Give all of the lines again, with nothing added or dropped.

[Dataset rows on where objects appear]

____

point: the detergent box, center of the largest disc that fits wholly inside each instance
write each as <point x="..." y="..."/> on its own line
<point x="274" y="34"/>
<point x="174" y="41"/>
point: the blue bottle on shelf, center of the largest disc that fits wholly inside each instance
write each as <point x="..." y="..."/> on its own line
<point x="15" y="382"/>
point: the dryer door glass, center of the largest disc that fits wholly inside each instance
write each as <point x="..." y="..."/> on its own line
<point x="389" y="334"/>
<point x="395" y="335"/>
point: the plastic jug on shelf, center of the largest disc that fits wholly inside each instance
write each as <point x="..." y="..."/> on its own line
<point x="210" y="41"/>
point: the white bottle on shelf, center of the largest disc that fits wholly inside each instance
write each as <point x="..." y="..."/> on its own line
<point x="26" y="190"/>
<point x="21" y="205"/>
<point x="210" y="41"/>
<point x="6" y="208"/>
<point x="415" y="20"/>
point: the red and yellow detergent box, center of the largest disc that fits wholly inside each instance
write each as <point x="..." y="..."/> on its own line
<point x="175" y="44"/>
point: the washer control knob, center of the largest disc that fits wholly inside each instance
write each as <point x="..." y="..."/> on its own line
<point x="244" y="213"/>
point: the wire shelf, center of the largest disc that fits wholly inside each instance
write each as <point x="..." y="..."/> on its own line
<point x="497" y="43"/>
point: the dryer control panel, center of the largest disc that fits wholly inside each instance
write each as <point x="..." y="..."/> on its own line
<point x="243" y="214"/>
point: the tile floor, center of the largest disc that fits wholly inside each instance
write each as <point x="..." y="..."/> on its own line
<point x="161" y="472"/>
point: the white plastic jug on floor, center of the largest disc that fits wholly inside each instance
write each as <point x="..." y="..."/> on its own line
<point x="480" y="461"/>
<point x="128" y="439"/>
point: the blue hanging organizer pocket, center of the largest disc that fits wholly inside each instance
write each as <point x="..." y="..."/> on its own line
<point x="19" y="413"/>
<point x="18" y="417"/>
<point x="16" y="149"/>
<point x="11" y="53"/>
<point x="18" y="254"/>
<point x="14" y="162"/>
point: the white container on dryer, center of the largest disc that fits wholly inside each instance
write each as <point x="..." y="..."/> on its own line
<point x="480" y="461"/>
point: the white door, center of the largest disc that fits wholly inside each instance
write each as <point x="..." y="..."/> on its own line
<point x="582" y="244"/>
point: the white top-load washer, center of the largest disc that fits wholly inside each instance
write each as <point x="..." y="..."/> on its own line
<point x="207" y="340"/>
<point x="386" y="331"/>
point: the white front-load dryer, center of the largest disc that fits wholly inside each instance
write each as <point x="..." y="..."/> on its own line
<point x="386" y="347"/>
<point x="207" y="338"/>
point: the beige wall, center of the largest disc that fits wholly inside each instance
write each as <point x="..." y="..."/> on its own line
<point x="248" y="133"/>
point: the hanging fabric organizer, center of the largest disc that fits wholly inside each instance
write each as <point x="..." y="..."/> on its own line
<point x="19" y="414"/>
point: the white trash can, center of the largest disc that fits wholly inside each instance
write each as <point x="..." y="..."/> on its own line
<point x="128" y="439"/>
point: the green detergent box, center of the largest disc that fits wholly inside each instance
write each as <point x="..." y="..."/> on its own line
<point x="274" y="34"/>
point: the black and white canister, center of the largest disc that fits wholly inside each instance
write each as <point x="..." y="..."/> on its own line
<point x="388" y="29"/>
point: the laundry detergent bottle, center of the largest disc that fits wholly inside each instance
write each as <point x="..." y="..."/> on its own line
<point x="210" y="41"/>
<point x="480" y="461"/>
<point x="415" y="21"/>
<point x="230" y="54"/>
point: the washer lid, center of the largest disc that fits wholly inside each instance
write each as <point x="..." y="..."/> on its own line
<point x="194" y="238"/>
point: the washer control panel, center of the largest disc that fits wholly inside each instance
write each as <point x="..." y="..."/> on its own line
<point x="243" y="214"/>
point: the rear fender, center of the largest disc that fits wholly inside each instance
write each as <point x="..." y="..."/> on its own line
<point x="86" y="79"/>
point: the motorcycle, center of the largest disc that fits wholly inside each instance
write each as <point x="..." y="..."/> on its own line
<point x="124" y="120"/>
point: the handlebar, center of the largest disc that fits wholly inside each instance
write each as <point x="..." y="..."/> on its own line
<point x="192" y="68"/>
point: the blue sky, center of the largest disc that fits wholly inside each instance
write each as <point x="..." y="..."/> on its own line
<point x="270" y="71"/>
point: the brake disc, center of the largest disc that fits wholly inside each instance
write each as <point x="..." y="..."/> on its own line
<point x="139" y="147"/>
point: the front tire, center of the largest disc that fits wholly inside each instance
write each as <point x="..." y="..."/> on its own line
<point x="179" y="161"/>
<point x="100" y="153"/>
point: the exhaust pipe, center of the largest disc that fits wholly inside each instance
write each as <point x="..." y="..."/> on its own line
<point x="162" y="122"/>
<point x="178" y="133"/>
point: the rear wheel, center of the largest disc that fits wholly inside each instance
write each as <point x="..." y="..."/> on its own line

____

• _Finished task_
point: the detergent box, center of the largest disc that fits wholly inside each instance
write each as <point x="..." y="..."/> on its own line
<point x="274" y="34"/>
<point x="174" y="41"/>
point: the blue bottle on shelf, center of the largest disc that fits wholly inside each instance
write each as <point x="..." y="..."/> on its own line
<point x="15" y="382"/>
point: the dryer door glass, center of the largest disc that fits wholly inside each instance
write each as <point x="..." y="..."/> on its own line
<point x="389" y="334"/>
<point x="395" y="335"/>
point: the plastic jug on shelf, center of the largest disc that fits wholly inside each instance
write each as <point x="..." y="..."/> on its own line
<point x="210" y="41"/>
point: the white bottle on shelf, center of the largest disc that fits wholly inside each instance
write each as <point x="..." y="..."/> on its own line
<point x="26" y="190"/>
<point x="21" y="205"/>
<point x="210" y="41"/>
<point x="6" y="208"/>
<point x="415" y="20"/>
point: the red and yellow detergent box, center of the largest disc that fits wholly inside each instance
write each as <point x="..." y="..."/> on its own line
<point x="175" y="44"/>
point: the washer control knob, center of the largest disc that fits wholly inside each instance
write each as <point x="..." y="..."/> on its own line
<point x="244" y="213"/>
point: the wire shelf, center of the largest disc that fits wholly inside each instance
write each as <point x="..." y="..."/> on its own line
<point x="497" y="43"/>
point: the dryer control panel, center of the largest disc that fits wholly inside each instance
write each as <point x="..." y="..."/> on its own line
<point x="243" y="214"/>
point: the tile floor, center of the largest disc that fits wholly inside each instance
write each as <point x="..." y="..."/> on its own line
<point x="161" y="472"/>
point: the white plastic jug on floor, center of the largest disc that fits wholly inside each instance
write each as <point x="..." y="..."/> on its own line
<point x="480" y="461"/>
<point x="128" y="439"/>
point: the blue hanging organizer pocket, center of the largest disc that fits wholly inside each instance
write each as <point x="..." y="..."/> on its own line
<point x="19" y="413"/>
<point x="18" y="417"/>
<point x="16" y="149"/>
<point x="11" y="53"/>
<point x="18" y="254"/>
<point x="14" y="162"/>
point: the white container on dryer, center of the largest disc that fits wholly inside each instance
write each as <point x="..." y="..."/> on its own line
<point x="480" y="461"/>
point: the white door, center of the largest disc that fits wholly inside each instance
write each as <point x="..." y="..."/> on its own line
<point x="582" y="244"/>
point: the white top-load washer, center of the largest disc that fits wholly inside each instance
write each as <point x="..." y="..."/> on its own line
<point x="207" y="340"/>
<point x="386" y="331"/>
point: the white front-load dryer, center of the largest disc that fits wholly inside each instance
write each as <point x="..." y="..."/> on its own line
<point x="386" y="347"/>
<point x="207" y="338"/>
point: the beige wall, center of the largest disc that fits wholly inside each instance
write each as <point x="..." y="..."/> on its own line
<point x="248" y="133"/>
point: the hanging fabric organizer, center of the largest disc that fits wholly inside each instance
write each as <point x="..." y="..."/> on its own line
<point x="19" y="414"/>
point: the white trash can, center of the largest disc that fits wholly inside each instance
write each as <point x="..." y="..."/> on its own line
<point x="128" y="439"/>
point: the green detergent box, center of the largest disc that fits wholly inside each instance
write each as <point x="..." y="..."/> on its own line
<point x="274" y="34"/>
point: the black and white canister, center of the largest disc that fits wholly inside each instance
write each as <point x="..." y="..."/> on its own line
<point x="388" y="29"/>
point: the laundry detergent bottle, center of the largest disc that fits wholly inside each instance
write each as <point x="..." y="..."/> on its own line
<point x="210" y="41"/>
<point x="480" y="461"/>
<point x="415" y="21"/>
<point x="230" y="54"/>
point: the washer lid, center of the largest disc that fits wholly inside each instance
write each as <point x="..." y="..."/> on its own line
<point x="194" y="238"/>
point: the washer control panel, center of the largest disc that fits wholly inside each instance
write each as <point x="..." y="..."/> on its own line
<point x="243" y="214"/>
point: the rear fender, center of the largest disc that fits wholly inside each instance
write each as <point x="..." y="..."/> on its own line
<point x="86" y="79"/>
point: the motorcycle, center of the largest disc that fits wholly inside each instance
write each as <point x="..." y="..."/> on its own line
<point x="124" y="120"/>
point: the handlebar, center of the largest disc that fits wholly inside each instance
write each as <point x="..." y="..."/> on its own line
<point x="192" y="68"/>
point: the blue sky, center of the largest disc that fits wholly inside each instance
write each as <point x="..." y="..."/> on its own line
<point x="270" y="71"/>
point: the brake disc, center of the largest disc that fits wholly inside each instance
write each as <point x="..." y="..."/> on its own line
<point x="139" y="147"/>
point: the front tire, center of the largest disc that fits wholly inside each instance
write each as <point x="..." y="..."/> on its own line
<point x="179" y="161"/>
<point x="100" y="153"/>
point: the exhaust pipe, center of the largest disc that fits wholly inside each instance
write each as <point x="..." y="..."/> on its own line
<point x="162" y="122"/>
<point x="178" y="133"/>
point: the rear wheel, center of the largest disc that fits wholly inside each instance
write each as <point x="..." y="..."/> on its own line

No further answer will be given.